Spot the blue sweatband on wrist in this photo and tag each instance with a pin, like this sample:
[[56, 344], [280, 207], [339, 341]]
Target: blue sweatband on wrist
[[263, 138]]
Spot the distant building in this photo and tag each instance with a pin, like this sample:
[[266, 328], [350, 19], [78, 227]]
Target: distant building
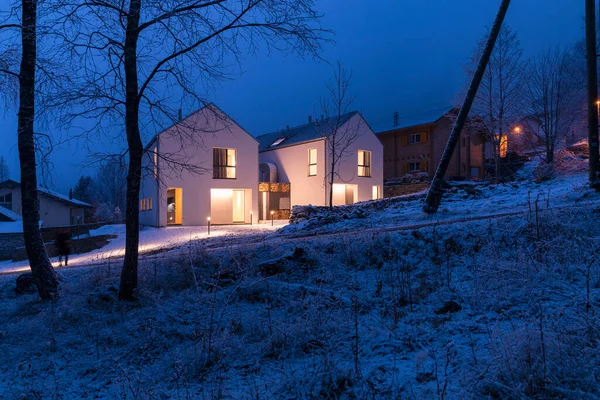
[[300, 156], [415, 143], [55, 209]]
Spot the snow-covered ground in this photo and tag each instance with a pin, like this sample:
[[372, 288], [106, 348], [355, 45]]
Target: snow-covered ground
[[465, 200], [152, 241], [365, 316]]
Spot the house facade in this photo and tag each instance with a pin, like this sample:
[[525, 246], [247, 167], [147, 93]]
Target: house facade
[[55, 208], [205, 166], [415, 144], [301, 156]]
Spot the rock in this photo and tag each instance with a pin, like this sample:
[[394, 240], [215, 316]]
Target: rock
[[272, 267], [543, 172], [449, 307], [472, 191], [277, 266], [104, 295], [25, 284]]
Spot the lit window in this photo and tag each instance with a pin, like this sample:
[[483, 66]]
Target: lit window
[[414, 138], [6, 201], [224, 163], [312, 162], [364, 163], [376, 194], [155, 162], [503, 145], [278, 142], [146, 204]]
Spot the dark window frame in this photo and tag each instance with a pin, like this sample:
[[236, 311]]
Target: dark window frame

-----

TO DO:
Every line above must be printed again exactly, pictures excluded.

RESPONSE:
Spot the blue sweatband on wrist in this photo and tag each instance with a pin, like this sample:
[[56, 344], [280, 207], [339, 341]]
Target: blue sweatband on wrist
[[263, 138]]
Spot the distant building in this photo and tag each instance with a pin, like this sample:
[[266, 328], [350, 19], [78, 227]]
Target: distant building
[[300, 156], [415, 143], [55, 209]]
Spot the snow-covered ground in this photo and tag each instance with a pin, like this sample:
[[372, 288], [106, 348], [355, 45]]
Target: snow-covered ground
[[465, 200], [152, 241], [365, 316]]
Spot the house facade in this photo and tag each instance with a pin, like this sample:
[[525, 246], [247, 167], [147, 93]]
Target: house facade
[[55, 208], [205, 166], [415, 144], [301, 156]]
Spot the rock in this photo and tag each instance with a pin, like this sample:
[[394, 240], [215, 316]]
Target: rock
[[272, 267], [543, 172], [449, 307], [472, 191], [277, 266], [104, 295], [25, 284]]
Spot the lit window in this photo and tag each instance with a pin, like this sample:
[[483, 66]]
Target: lit window
[[414, 138], [6, 201], [224, 163], [312, 162], [364, 163], [376, 194], [155, 162], [503, 145], [278, 142], [146, 204]]
Spot the dark window frame in this photo and tag each instance with a pin, like this sample:
[[236, 311]]
Target: dark window frame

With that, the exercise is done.